Provided passage:
-- -- --

And to transform is to create.

* * *

To endure is to stop creating. It makes small what could have been large enough to hold a life. Life is always seeking more of itself. To live small, pinched in anger or fear, is no way to use the chance, the one chance you have to see what can be made with your life. 

The world of politics and religion and economics is an unsteady place filled with ego and pride and cruelty. The response to it is not to mirror it, but transform it because those worlds are the makeshifts and tantrums of the past. You, my brother, you, my sister, know there is a place where the mastery of your hand can transform what has been into what might yet be. To get there you must let go of safety and trade it for the exhilaration of being transformed. You can use this very moment to run into the field and dare the cliff. I promise you it will respond in kind and dare you to keep at it, for it is nothing without you.

* * *

I wish you well.

__________

Tuesday, February 7, 2017

Good Luck To

Good luck to the farmer! Good luck to the man who owns this place, the man who works it, the faithful, the virtuous! I can love him, I can revere him, I can envy him. But I have wasted half my life trying to live his life. I wanted to be something that I was not. I even wanted to be a poet and a middle class person at the same time. I wanted to be an artist and a man of fantasy, but I also wanted to be a good man, a man at home. It all went on for a long time, till I knew that a man cannot be both and have both, that I am a nomad and not a farmer, a man who searches and not a man who keeps. A long time I castigated myself before gods and laws which were only idols for me. That was what I did wrong, my anguish, my complicity in the world's pain. I increased the world's pain and anguish by doing violence to myself, by not daring to walk towards my own salvation. The way to salvation leads neither to the left nor the right. It leads into your own heart, and there alone is God, and there alone is peace.

- Hermann Hesse, Wandering

* * *

The violence we do to ourselves is always and in all cases made manifest in how we treat others. When we live a half life, when we live according to expectations that are not our own, when we stand with a foot in each world - the world of our our desires and the world of what we're told our desires should be - we lose the ability to give ourselves entirely to any cause: love, work, play, prayer, whatsoever it may be. This bifurcated existence then always and in all cases means we are less than we might be. This soaks into our relationships with those we encounter, with the natural world, with the metaphysics of our dreaming and cannot be turned aside. It limits the possible.

-- -- --

Information provided:

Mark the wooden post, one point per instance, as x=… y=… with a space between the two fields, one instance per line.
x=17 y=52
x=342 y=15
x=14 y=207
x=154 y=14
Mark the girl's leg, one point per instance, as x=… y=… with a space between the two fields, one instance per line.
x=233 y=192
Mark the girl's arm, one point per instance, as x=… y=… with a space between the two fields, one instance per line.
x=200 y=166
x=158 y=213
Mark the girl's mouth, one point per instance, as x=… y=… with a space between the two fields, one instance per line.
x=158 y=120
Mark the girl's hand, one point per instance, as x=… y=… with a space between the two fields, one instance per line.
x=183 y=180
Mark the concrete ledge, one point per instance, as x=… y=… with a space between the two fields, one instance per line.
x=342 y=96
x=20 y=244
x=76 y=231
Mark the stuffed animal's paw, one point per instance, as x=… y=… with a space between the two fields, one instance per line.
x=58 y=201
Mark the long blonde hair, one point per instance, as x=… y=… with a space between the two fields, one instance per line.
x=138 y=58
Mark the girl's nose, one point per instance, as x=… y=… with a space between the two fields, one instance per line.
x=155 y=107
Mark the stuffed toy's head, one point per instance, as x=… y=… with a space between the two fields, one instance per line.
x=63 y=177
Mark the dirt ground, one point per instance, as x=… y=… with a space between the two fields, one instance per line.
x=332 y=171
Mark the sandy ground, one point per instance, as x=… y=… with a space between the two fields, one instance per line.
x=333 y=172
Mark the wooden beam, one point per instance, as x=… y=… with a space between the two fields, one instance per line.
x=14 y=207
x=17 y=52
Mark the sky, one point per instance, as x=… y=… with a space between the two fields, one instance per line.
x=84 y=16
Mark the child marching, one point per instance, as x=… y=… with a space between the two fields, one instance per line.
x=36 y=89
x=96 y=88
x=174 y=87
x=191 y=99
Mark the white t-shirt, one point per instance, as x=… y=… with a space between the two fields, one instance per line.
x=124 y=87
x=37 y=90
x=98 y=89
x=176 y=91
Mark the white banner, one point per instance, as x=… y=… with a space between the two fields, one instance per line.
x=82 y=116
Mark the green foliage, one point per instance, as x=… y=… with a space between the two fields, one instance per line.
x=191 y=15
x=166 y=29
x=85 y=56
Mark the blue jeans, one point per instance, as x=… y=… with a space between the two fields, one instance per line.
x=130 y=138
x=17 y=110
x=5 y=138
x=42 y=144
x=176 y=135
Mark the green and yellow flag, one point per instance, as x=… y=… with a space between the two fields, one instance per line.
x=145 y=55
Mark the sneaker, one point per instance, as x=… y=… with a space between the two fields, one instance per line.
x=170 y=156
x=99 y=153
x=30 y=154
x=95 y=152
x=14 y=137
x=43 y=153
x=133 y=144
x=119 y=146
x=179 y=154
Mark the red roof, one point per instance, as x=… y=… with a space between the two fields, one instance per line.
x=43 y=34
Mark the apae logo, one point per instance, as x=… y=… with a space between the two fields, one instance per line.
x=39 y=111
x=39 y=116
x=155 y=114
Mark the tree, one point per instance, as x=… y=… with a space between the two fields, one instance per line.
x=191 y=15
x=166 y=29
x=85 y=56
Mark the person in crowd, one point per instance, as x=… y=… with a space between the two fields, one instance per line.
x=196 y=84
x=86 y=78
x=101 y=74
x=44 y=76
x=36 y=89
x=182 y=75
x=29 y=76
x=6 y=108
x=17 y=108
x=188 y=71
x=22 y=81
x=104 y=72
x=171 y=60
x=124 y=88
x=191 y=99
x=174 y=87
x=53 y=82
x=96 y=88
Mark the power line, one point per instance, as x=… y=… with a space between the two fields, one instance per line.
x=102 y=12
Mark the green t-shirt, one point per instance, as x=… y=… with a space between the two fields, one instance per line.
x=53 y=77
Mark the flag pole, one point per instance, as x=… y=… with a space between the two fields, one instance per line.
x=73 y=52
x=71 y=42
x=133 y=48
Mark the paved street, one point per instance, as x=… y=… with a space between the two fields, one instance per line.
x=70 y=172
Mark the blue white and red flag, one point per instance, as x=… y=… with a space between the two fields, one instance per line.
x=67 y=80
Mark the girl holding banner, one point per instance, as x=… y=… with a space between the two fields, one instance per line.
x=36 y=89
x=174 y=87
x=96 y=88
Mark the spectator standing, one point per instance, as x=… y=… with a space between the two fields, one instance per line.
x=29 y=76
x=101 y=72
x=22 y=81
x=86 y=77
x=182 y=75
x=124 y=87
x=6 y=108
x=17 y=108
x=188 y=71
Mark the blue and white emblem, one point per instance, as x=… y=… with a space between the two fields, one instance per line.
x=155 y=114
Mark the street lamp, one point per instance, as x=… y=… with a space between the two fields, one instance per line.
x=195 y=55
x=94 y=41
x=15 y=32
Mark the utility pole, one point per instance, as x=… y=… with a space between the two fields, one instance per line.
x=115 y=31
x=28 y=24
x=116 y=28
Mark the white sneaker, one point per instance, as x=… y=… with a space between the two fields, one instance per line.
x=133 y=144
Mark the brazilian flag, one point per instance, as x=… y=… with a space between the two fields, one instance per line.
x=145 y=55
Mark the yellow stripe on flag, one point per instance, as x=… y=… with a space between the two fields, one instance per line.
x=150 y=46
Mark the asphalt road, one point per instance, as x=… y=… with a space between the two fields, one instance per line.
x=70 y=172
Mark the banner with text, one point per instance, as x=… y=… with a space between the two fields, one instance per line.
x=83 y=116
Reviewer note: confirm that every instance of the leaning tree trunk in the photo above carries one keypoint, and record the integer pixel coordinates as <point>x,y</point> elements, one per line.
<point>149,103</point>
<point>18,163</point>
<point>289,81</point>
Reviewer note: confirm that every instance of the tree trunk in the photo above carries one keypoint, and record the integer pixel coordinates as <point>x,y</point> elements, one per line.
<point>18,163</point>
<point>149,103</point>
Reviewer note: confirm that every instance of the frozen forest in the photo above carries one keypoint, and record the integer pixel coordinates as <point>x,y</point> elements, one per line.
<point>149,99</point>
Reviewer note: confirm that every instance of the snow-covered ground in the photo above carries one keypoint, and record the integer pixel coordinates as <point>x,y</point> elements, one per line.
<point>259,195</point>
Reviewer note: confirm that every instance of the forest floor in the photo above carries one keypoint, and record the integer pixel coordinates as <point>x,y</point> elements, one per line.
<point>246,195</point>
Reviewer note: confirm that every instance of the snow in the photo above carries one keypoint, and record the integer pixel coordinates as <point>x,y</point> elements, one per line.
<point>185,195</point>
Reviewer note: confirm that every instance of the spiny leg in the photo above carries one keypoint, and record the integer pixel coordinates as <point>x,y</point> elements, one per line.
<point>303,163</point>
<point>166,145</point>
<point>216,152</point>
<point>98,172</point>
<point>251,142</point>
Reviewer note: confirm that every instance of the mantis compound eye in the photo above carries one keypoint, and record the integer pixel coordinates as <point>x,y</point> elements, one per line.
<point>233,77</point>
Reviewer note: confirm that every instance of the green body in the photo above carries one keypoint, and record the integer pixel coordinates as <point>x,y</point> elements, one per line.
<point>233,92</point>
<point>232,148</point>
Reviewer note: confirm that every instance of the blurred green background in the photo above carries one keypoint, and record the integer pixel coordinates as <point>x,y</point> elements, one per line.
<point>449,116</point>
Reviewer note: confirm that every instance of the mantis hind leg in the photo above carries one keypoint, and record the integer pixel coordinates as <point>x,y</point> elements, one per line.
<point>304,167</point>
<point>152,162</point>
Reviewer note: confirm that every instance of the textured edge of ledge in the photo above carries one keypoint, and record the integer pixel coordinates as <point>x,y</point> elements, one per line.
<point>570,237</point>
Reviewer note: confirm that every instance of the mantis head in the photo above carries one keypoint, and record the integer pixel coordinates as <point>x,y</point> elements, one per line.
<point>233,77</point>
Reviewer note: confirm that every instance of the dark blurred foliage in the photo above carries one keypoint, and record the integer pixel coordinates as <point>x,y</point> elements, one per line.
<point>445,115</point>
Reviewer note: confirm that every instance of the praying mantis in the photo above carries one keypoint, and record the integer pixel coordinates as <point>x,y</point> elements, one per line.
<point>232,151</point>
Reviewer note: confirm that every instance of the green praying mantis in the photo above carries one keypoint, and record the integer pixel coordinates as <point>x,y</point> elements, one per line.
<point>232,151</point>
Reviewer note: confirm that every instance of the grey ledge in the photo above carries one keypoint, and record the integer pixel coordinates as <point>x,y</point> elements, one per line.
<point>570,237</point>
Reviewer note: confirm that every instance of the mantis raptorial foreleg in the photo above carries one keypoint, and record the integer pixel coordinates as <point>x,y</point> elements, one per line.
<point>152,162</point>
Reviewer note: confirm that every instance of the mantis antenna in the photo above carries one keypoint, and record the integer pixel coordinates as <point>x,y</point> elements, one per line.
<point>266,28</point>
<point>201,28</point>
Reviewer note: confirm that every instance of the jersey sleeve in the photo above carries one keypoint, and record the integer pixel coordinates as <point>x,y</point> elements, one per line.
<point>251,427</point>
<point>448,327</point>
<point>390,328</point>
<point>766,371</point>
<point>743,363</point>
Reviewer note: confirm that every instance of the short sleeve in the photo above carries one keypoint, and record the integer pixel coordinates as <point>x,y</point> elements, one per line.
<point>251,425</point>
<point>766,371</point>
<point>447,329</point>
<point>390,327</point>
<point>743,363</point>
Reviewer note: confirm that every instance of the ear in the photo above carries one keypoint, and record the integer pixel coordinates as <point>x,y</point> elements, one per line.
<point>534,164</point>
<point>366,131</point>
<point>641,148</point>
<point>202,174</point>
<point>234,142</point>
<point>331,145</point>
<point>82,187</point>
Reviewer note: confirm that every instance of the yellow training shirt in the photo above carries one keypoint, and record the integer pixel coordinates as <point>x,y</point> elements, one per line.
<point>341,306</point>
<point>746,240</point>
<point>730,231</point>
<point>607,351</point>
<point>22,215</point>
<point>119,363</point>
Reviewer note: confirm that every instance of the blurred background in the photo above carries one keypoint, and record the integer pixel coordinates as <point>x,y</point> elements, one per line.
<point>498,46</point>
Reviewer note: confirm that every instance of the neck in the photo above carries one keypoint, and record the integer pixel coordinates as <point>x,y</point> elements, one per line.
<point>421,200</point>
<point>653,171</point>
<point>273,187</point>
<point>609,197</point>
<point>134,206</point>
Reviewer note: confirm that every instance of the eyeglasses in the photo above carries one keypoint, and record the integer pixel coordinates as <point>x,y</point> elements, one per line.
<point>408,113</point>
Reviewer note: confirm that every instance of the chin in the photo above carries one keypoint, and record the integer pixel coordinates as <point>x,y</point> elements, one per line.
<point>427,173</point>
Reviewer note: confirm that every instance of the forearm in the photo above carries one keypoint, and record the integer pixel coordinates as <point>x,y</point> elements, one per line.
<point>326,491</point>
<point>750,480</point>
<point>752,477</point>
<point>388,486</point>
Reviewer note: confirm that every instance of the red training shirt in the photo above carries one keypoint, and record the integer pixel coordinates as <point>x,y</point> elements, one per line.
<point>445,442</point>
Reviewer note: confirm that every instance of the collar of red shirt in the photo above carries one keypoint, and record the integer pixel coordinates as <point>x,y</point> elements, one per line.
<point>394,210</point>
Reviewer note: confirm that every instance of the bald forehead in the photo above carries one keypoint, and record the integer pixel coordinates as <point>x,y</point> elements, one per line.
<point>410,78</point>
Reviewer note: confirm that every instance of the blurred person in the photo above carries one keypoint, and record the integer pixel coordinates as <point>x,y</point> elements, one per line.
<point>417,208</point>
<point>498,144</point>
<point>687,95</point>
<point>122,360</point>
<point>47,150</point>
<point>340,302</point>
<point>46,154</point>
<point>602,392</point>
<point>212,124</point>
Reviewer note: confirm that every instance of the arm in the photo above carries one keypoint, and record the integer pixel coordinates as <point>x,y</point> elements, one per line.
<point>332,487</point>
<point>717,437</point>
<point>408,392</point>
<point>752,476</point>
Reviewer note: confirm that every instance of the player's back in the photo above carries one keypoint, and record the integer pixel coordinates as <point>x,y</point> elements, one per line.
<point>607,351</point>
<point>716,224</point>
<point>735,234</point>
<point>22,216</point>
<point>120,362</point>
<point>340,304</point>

-- -- --

In the Hermann Hesse quotation in the provided passage, what does the speaker say he is rather than a farmer?

A nomad, a man who searches and not a man who keeps.